• STORED RECORDS
========

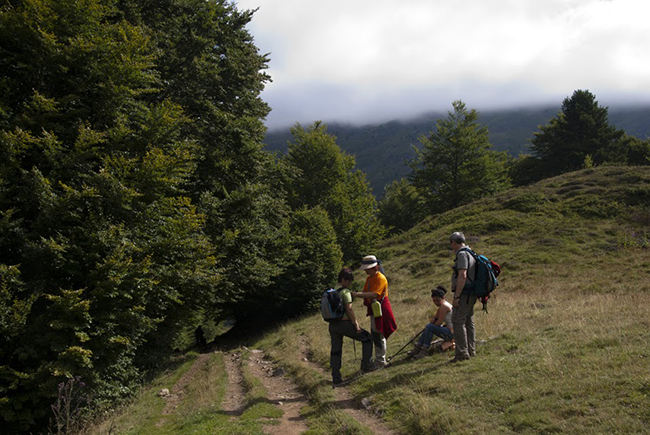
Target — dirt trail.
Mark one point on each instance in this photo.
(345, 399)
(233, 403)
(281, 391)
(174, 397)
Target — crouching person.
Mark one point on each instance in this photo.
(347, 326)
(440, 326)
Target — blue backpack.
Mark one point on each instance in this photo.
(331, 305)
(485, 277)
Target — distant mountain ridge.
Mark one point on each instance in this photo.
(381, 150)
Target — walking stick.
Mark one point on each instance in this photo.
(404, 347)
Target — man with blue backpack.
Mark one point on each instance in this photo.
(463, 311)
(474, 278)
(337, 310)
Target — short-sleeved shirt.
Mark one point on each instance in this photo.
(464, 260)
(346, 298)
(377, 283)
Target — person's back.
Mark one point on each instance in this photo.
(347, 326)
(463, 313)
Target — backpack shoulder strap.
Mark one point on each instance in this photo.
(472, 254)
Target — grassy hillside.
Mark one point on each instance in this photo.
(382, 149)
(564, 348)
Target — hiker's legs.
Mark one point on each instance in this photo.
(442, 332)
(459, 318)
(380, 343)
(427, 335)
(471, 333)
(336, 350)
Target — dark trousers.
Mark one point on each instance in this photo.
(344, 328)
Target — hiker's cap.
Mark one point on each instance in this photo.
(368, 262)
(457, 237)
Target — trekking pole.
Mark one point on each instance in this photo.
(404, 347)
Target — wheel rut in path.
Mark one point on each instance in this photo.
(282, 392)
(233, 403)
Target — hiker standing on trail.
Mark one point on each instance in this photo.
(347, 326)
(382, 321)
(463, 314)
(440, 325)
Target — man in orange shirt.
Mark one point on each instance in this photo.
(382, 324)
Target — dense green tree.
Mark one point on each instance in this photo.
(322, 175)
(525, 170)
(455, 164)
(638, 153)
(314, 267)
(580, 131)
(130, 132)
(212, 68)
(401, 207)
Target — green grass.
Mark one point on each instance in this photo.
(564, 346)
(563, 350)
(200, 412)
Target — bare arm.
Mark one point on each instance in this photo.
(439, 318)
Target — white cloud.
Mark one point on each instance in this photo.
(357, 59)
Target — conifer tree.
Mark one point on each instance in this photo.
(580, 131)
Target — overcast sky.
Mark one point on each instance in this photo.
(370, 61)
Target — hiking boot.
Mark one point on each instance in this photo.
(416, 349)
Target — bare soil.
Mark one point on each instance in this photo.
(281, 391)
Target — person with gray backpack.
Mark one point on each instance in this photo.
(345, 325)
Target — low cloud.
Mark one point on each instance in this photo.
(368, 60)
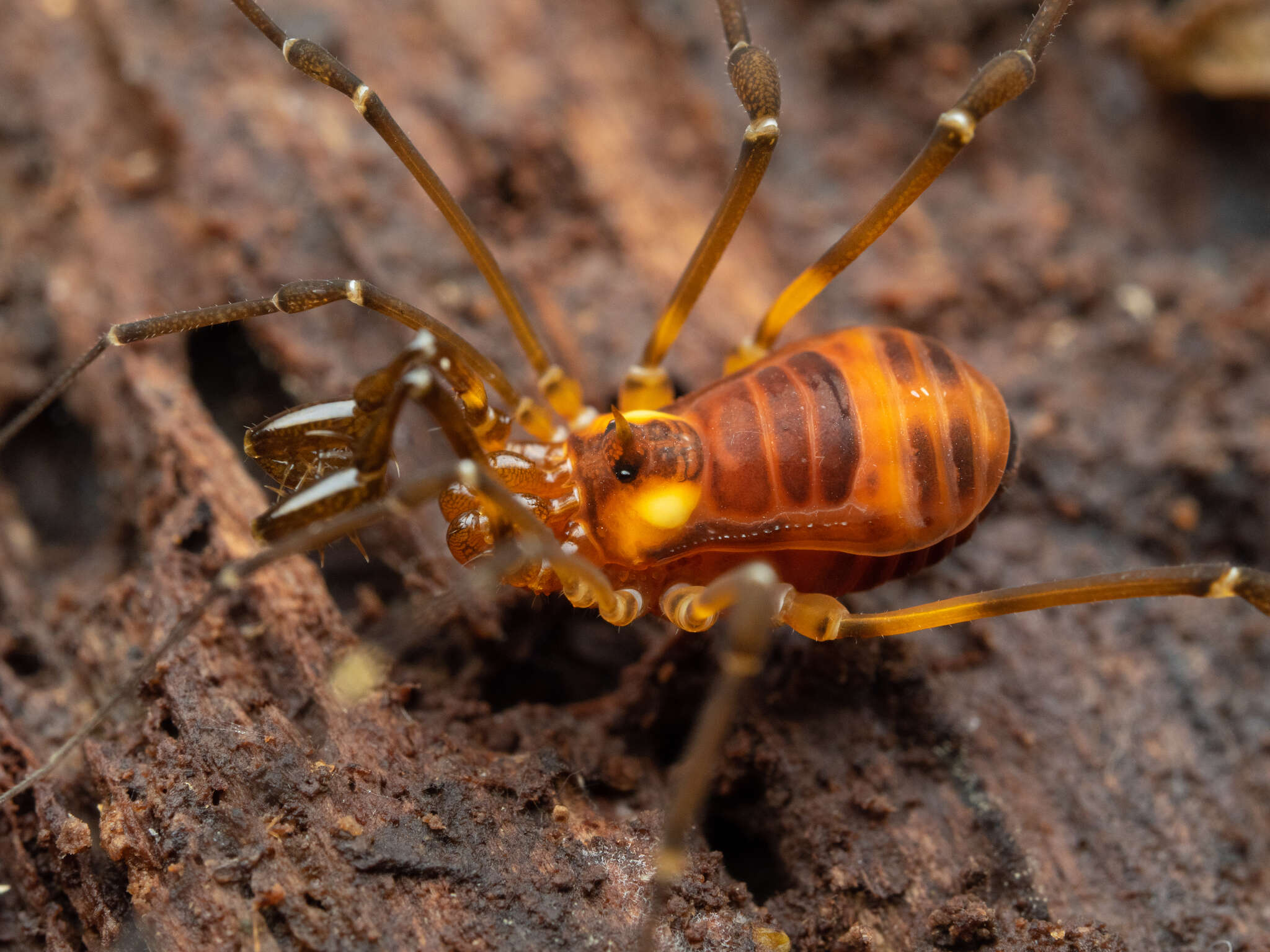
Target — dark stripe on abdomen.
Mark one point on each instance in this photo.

========

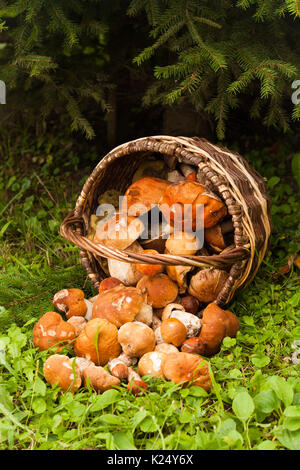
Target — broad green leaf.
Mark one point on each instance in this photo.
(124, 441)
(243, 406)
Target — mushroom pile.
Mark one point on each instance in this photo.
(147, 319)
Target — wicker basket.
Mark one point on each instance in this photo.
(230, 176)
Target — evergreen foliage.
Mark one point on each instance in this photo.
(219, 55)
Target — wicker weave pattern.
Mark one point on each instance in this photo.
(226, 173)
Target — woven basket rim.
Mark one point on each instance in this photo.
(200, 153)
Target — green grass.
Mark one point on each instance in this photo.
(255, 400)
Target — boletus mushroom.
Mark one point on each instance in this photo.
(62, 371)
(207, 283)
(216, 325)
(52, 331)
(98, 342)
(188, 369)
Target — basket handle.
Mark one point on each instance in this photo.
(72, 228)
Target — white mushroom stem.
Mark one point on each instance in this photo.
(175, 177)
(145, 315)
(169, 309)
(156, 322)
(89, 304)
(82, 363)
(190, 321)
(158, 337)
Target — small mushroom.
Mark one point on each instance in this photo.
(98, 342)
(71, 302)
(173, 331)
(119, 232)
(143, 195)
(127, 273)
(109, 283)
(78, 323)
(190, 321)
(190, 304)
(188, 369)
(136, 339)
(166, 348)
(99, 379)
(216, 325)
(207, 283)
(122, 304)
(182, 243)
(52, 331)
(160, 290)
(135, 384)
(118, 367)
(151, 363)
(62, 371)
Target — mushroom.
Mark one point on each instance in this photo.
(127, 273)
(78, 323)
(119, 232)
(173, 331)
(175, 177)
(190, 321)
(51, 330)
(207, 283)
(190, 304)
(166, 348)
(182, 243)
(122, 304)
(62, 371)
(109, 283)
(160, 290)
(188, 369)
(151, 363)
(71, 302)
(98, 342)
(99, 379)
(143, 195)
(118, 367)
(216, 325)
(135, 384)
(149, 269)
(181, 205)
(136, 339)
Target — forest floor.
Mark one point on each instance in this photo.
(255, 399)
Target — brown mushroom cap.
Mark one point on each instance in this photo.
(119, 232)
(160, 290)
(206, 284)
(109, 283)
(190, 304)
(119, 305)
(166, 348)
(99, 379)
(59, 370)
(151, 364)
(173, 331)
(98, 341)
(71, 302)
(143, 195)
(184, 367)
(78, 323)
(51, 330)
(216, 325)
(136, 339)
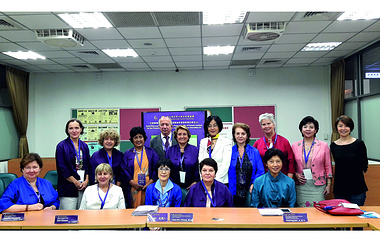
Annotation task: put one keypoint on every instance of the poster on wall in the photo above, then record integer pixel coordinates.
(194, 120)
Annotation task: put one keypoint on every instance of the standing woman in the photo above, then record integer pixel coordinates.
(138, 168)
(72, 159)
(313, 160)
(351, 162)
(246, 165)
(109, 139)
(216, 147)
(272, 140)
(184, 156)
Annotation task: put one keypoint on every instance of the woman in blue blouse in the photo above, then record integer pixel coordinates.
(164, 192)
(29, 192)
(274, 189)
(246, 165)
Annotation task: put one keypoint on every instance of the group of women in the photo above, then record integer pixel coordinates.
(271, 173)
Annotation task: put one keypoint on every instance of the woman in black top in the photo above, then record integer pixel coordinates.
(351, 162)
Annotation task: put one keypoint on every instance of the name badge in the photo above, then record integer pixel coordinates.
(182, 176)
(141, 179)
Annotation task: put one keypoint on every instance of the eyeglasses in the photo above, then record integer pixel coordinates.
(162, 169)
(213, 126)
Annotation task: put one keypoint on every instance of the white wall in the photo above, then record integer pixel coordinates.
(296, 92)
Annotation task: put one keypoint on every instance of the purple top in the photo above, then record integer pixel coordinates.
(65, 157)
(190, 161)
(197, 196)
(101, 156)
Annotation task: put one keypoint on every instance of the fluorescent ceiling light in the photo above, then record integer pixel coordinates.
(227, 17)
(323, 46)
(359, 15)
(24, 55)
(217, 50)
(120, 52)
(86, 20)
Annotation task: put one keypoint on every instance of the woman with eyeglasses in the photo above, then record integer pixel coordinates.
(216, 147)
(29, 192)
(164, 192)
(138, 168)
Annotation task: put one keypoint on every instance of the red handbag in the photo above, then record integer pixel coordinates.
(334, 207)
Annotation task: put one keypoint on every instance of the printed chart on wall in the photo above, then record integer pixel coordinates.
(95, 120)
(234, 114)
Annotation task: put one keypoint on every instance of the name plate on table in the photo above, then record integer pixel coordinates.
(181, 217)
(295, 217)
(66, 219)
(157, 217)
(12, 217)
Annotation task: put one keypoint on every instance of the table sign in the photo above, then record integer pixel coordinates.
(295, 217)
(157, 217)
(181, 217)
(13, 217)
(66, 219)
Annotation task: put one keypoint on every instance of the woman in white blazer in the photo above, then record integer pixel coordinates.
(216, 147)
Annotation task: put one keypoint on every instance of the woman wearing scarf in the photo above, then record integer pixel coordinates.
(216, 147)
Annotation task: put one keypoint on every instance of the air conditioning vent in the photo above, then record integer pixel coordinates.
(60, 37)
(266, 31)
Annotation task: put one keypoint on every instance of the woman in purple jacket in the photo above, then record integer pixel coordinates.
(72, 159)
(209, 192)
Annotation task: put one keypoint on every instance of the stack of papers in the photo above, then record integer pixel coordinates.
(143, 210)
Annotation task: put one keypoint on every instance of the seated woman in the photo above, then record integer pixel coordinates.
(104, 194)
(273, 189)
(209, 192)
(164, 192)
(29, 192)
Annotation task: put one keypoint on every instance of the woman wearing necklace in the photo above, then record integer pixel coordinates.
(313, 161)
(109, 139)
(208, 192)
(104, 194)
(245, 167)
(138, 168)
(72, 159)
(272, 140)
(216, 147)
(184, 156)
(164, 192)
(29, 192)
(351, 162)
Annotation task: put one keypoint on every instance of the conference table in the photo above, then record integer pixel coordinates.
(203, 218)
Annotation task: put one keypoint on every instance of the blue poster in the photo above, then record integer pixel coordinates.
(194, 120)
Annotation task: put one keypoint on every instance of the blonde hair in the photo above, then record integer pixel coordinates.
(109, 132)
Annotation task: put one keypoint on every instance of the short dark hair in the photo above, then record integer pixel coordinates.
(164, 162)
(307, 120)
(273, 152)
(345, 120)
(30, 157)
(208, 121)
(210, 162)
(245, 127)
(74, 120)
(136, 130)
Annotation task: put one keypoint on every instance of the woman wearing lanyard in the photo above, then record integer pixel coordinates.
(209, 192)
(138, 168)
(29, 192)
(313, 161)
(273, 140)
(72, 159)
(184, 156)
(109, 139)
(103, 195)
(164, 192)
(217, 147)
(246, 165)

========

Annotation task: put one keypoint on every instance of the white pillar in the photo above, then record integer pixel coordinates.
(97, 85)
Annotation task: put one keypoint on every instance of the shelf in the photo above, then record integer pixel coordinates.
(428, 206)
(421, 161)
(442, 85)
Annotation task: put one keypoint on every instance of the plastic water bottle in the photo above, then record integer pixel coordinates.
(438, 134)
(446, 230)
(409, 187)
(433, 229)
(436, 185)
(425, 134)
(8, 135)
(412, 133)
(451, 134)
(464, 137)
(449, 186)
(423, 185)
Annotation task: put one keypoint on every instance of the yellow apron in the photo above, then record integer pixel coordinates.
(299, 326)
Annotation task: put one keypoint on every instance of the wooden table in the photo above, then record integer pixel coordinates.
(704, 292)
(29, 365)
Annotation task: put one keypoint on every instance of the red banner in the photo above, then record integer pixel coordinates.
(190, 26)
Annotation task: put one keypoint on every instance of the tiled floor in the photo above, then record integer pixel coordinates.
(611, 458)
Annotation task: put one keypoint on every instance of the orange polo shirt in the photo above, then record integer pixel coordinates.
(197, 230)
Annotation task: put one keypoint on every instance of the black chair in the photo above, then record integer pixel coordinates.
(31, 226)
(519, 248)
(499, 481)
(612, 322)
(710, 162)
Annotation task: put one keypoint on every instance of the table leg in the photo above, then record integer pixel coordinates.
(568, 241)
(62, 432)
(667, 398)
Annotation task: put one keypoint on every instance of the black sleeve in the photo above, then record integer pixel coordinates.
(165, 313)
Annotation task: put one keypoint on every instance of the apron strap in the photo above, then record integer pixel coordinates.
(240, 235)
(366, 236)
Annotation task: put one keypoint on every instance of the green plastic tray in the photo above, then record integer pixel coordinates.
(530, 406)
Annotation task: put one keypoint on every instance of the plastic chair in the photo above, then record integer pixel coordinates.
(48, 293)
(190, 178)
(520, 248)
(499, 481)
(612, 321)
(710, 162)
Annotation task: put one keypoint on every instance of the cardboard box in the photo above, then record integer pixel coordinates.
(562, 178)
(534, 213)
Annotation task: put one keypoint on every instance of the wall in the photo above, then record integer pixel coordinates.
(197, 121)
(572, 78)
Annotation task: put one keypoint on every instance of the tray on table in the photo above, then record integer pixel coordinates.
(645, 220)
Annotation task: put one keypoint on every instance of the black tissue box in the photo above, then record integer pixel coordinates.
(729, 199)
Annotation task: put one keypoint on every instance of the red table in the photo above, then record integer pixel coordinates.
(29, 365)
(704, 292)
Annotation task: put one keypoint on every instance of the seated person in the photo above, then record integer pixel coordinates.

========

Which lines in the records above contain the string "trail"? Copy out each such line in full.

Target — dirt trail.
Target — hiker standing on trail.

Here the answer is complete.